» WHAT YOU NEED TO DO
Count the lines in the entries below that contain the word "green", and reply with that number alone.

[Records excerpted from a collection]
——

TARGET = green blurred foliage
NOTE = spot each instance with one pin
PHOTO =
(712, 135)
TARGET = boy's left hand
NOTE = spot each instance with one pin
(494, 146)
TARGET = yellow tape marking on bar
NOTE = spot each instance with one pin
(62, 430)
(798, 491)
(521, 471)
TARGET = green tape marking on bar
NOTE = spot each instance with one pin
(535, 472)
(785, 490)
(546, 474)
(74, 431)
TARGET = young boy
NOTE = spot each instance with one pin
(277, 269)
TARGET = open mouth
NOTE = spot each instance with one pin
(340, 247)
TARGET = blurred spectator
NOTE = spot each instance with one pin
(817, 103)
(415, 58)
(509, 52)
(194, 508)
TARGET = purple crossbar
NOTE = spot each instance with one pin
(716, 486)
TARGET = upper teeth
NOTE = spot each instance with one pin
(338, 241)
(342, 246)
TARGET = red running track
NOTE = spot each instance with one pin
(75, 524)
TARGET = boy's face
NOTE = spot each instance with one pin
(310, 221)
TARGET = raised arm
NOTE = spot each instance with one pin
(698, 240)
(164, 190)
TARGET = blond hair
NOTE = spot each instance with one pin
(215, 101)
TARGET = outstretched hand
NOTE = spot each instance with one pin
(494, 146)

——

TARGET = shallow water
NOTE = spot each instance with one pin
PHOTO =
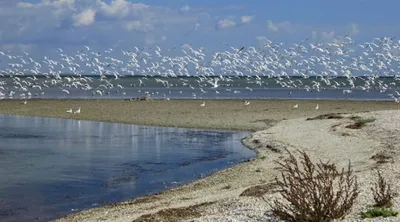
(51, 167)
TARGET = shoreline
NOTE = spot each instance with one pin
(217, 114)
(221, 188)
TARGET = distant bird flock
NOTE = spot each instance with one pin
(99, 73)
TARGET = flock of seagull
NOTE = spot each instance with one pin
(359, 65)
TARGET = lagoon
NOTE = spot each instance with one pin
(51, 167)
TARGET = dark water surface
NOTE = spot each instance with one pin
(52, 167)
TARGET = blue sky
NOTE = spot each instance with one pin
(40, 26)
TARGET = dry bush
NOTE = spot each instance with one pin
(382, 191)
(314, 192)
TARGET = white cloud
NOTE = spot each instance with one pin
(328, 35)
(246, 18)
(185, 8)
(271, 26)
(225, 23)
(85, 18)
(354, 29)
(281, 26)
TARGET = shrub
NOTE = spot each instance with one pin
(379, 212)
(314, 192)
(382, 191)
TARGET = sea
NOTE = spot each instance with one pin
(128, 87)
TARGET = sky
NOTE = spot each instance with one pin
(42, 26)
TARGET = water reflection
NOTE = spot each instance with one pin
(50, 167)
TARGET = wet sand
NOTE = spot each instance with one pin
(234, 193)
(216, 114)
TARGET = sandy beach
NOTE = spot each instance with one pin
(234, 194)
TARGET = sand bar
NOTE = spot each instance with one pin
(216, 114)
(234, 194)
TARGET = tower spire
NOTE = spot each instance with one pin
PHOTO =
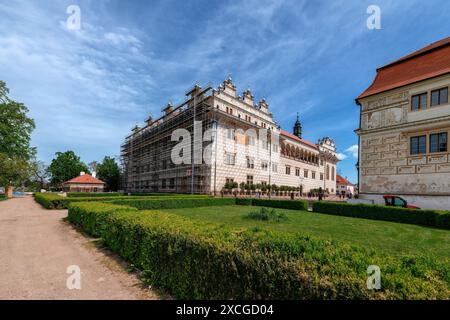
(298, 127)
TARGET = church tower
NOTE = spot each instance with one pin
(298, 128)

——

» EXERCISE OUTPUT
2